**Text section**
Part of the meme frenzy of sending certain stocks “to the moon! 🚀🌙” relies on what members of the meme-stock community call “diamond hands 💎🤲”—which refers to investors holding onto a stock, despite the pressure of heavy losses, because they have conviction the stock price will rise again. Conversely, “paper hands 🧻🤲” is an insult hurled at investors who are perceived as weak because they exited a stock position too early.

Infamous meme stock AMC Entertainment Holdings Inc. (see Exhibit 2) serves as an example of how investors’ experiences with the same security can be dramatically different. There are many ways this story played out, but based on trading volumes and volatility as catalysts for the actions of hypothetical investors, we compare the journeys of a hypothetical “Paper Hands 🧻🤲” investor versus a “Diamond Hands 💎🤲” one.

Both bought AMC on January 27, 2021, when the stock hit a record trading volume of 1.2 million shares and closed at $19.90 per share. Paper Hands 🧻🤲 then sold a few months later, on the second-highest trading-volume day, at the all-time-high closing price of $62.55. Paper Hands 🧻🤲 happened to be one of the “get rich quick” success stories with an investment that tripled in a few short months. And don’t get me wrong, those success stories did happen – some made out like bandits!

Diamond Hands💎🤲, believing AMC was still en route to the moon! 🚀🌙, held on through wild swings, but after a tumultuous year finally let go and sold—down 19%. Meanwhile, over the same period, the Russell 3000 Index rose 18% and with far less volatility.

cautionary tale

holding period

Again, this is completely hypothetical – our case study of AMC uses the benefit of hindsight to show how, even if someone boards the right meme-stock rocket ship relatively early, riches are not guaranteed. The hypothetical investor must also decide when to step off the ride, which is easier in theory than in practice.

To have the chance of striking it rich on a single stock, you must pick the right one before it goes up. Of the roughly 3,000 names in the Russell 3000 Index, less than 2% (46 names) rose 200% or more over the course of any two-week period from March 2020 through May 2022. Some of these names were notable meme stocks such as AMC, Eastman Kodak Company, GameStop, and Workhorse Group Inc., each of which is down substantially from its high.

(Items from a data source)
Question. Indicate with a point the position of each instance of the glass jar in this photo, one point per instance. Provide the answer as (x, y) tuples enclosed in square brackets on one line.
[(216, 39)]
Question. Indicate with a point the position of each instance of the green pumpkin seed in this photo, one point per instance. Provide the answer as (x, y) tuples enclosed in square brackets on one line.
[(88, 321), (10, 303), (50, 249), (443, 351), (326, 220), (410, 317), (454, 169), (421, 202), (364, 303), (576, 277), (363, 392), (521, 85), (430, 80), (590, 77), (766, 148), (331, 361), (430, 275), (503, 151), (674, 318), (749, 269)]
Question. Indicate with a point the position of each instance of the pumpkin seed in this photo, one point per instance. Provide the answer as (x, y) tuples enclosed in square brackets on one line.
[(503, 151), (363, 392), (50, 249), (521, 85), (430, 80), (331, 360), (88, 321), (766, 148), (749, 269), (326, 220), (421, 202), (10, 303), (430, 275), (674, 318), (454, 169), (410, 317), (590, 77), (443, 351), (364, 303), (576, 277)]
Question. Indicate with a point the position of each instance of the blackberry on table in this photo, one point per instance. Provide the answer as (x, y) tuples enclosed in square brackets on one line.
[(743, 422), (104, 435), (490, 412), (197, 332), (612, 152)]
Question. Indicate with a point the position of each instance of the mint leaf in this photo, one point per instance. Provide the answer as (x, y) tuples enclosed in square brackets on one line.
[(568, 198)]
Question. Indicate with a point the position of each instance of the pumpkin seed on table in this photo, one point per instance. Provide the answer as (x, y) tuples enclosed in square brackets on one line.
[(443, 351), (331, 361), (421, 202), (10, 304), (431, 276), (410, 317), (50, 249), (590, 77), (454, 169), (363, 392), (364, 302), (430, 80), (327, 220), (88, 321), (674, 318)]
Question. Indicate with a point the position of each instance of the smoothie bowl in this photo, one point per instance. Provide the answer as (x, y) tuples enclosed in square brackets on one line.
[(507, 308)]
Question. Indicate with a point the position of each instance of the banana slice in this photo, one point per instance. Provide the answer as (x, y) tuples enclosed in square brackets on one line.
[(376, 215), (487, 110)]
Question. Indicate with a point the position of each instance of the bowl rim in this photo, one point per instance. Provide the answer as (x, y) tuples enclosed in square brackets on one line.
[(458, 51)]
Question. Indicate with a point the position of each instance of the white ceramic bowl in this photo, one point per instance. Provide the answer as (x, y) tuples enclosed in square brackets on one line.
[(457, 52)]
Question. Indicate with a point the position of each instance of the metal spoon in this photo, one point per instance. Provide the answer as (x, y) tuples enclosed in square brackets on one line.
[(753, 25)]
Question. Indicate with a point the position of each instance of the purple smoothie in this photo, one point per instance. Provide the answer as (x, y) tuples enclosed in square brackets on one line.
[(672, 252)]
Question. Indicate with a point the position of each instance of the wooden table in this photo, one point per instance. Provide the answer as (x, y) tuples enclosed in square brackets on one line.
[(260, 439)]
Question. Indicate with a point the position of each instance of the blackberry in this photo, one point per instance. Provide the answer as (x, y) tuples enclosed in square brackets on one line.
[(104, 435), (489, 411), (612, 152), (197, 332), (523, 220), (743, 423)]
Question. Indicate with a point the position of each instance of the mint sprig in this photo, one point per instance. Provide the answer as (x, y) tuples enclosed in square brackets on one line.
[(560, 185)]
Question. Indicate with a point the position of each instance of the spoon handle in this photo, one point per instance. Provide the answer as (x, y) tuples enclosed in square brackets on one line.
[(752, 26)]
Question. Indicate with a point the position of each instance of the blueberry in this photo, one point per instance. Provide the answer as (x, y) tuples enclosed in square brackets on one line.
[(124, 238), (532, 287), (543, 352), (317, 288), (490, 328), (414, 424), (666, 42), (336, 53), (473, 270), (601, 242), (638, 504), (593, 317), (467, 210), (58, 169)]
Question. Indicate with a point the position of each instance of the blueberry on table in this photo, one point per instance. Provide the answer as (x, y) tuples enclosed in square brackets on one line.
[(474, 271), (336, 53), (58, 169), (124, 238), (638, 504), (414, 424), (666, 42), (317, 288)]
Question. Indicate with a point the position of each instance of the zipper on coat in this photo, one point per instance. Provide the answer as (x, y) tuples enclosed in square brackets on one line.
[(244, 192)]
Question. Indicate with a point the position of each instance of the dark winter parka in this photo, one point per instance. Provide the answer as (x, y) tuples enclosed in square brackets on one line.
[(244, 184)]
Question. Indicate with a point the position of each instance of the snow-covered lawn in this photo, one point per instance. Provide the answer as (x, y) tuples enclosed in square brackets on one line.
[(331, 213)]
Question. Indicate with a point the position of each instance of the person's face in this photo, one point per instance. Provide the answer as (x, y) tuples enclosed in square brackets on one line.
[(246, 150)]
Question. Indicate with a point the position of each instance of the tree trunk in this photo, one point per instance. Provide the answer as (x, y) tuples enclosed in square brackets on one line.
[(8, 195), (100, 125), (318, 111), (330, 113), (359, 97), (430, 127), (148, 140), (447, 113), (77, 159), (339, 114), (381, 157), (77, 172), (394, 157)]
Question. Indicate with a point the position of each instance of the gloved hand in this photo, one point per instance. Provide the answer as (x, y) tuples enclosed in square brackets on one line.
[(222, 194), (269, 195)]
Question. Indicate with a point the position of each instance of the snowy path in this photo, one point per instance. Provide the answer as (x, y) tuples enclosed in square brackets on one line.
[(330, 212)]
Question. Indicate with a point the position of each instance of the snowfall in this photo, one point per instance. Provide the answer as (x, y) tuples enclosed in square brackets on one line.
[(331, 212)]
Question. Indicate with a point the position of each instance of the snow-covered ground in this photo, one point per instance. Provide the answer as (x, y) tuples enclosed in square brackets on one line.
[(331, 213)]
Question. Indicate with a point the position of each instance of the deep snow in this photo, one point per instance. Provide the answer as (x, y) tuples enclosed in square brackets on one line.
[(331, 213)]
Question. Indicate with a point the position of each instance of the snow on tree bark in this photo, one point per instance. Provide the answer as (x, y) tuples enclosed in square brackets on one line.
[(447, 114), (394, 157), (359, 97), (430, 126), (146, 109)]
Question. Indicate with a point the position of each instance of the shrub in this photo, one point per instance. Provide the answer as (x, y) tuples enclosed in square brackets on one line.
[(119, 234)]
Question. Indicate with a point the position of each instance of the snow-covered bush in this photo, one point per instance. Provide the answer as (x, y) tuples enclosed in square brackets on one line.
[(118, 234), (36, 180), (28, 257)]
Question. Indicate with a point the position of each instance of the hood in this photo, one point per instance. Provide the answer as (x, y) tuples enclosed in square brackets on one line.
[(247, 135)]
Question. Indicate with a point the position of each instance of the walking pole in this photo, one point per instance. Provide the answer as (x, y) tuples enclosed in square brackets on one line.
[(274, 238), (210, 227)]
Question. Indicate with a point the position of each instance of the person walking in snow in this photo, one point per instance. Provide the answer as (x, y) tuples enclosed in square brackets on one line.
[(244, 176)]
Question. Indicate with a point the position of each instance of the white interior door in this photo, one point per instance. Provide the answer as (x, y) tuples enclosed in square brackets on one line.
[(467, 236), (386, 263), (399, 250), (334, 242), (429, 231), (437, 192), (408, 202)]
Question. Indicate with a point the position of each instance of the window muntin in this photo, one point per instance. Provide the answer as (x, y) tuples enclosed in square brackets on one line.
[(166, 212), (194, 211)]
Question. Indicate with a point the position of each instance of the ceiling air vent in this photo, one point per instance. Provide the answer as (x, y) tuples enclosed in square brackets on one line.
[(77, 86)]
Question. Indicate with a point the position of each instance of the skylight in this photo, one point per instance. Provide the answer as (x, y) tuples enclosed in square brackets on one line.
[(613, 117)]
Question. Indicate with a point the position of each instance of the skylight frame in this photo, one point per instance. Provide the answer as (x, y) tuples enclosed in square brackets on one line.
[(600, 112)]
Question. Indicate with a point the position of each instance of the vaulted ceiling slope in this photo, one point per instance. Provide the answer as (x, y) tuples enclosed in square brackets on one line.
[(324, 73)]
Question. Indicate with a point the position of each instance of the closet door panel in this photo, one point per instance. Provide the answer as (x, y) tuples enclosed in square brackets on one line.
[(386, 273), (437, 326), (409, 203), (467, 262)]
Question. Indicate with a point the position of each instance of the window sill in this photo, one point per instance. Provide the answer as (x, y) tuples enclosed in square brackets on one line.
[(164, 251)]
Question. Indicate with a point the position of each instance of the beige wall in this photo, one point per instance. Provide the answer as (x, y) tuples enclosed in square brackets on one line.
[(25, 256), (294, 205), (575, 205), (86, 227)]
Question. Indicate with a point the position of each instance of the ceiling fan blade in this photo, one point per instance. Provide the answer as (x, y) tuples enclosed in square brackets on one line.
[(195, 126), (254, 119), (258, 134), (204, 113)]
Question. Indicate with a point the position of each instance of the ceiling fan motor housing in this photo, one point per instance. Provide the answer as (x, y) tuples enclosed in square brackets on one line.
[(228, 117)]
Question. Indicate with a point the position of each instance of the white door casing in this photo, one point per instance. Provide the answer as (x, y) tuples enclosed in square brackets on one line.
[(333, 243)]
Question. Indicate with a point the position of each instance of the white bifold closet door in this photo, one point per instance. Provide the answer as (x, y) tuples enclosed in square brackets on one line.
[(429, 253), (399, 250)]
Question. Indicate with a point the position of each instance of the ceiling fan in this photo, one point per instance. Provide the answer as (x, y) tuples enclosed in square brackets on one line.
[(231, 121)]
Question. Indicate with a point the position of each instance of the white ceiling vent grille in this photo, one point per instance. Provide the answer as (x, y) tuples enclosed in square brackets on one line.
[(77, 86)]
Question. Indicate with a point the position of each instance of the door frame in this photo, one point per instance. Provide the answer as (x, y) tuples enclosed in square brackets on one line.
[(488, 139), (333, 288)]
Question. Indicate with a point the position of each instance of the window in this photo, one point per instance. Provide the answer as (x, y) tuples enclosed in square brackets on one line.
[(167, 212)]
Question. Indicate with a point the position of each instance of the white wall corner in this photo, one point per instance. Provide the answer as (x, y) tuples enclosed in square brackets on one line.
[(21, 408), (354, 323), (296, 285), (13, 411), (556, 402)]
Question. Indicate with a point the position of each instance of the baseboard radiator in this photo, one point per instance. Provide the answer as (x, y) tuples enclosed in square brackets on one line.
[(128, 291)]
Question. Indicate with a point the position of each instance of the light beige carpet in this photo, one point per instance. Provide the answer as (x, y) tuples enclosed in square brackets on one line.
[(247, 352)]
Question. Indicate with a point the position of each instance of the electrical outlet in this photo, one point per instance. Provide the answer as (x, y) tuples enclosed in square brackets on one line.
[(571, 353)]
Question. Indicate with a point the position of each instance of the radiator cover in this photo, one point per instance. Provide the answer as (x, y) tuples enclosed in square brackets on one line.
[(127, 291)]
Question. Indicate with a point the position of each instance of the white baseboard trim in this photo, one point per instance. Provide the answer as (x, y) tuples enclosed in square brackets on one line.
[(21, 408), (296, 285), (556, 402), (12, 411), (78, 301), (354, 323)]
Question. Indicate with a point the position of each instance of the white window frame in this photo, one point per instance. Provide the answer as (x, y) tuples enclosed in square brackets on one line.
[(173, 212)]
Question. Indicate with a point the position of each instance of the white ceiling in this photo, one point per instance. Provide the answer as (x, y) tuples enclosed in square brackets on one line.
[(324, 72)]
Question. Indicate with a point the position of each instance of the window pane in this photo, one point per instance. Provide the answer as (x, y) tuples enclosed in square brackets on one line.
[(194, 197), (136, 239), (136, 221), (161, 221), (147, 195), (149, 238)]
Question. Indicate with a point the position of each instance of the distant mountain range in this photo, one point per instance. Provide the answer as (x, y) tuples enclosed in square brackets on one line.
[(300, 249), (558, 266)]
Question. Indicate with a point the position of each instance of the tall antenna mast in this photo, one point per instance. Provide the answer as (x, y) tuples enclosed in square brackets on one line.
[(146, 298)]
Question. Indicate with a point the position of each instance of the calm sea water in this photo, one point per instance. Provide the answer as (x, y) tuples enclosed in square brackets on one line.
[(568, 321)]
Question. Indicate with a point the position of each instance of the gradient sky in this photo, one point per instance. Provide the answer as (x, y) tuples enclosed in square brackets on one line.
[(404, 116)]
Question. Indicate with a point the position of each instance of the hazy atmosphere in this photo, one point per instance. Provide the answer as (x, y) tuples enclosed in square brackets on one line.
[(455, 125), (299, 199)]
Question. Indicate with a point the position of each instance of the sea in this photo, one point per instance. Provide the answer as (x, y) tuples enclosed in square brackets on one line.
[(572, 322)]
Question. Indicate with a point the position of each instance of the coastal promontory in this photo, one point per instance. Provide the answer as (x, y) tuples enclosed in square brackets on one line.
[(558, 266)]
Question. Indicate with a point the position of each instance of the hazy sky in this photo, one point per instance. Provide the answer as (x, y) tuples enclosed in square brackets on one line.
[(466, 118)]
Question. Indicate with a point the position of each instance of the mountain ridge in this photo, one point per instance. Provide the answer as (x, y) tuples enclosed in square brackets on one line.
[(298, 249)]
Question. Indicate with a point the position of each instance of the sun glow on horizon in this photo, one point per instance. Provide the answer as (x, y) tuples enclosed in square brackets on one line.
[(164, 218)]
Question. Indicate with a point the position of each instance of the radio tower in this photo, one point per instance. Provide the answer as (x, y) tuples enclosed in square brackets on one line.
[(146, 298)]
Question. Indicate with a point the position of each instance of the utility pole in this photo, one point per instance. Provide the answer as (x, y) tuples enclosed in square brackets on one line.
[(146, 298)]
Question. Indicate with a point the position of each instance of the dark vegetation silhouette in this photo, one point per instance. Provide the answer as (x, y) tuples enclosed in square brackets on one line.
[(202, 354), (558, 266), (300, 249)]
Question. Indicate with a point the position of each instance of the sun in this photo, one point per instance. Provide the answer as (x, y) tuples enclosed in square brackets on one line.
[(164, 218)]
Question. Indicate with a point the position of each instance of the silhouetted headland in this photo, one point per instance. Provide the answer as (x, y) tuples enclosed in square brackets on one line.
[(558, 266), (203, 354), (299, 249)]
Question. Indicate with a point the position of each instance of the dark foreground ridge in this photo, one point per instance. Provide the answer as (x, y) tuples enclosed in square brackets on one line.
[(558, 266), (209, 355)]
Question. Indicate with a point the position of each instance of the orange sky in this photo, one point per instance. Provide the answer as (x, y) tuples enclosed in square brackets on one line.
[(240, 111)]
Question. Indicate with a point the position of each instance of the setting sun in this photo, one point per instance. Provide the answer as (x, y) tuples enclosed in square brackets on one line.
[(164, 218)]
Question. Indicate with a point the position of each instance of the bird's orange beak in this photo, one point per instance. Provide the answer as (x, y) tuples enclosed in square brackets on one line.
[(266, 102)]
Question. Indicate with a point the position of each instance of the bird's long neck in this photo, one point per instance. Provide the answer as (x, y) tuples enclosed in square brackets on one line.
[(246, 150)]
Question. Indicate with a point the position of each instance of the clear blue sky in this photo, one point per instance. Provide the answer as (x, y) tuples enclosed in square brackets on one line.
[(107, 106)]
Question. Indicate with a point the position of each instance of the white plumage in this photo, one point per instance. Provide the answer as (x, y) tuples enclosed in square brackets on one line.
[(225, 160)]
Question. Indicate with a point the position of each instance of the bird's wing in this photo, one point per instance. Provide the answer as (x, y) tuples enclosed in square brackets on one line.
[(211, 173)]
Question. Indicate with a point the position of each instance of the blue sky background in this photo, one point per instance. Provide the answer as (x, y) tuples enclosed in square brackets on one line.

**Exercise 1**
Quote the text on meme stocks, beginning at the words "To have the" and stopping after "from its high.".
**Exercise 2**
Extend the text on meme stocks, picking up right after its last sentence.

**Written reply 1**
To have the chance of striking it rich on a single stock, you must pick the right one before it goes up. Of the roughly 3,000 names in the Russell 3000 Index, less than 2% (46 names) rose 200% or more over the course of any two-week period from March 2020 through May 2022. Some of these names were notable meme stocks such as AMC, Eastman Kodak Company, GameStop, and Workhorse Group Inc., each of which is down substantially from its high.

**Written reply 2**
the harder they fall

Suppose an investor was especially prescient and bought one of these 46 names two weeks before it notched the 200%-plus gain. Even including that unrealistic leg up, stock picking is a risky move. Approximately 30% of those stocks ended up underperforming the overall market (as represented by the Russell 3000 Index) through May 2022. Investors who bought in after the 200%-plus gain likely fared worse. Only about a quarter of stocks that rocketed 200% or more went on to subsequently outperform the market through May 2022.2

This asymmetric result isn’t surprising; research shows that relatively few individual stocks outperform the market. Holding a diversified portfolio with many names decreases the chances of a permanent loss and increases the chances of owning the big winners that drive market performance.

Even within our retrospective sample of stocks with very high short-term returns, market outperformance isn’t guaranteed. And, of course, without the benefit of hindsight, the odds are heavily stacked against the meme-stock investor.

Chasing individual names in hopes of catching a meme-stock phenomenon may be tempting, but the data are clear that it’s a big gamble. It’s one thing if the amount invested is small and just for fun, but it’s an entirely different thing if you can’t afford to lose.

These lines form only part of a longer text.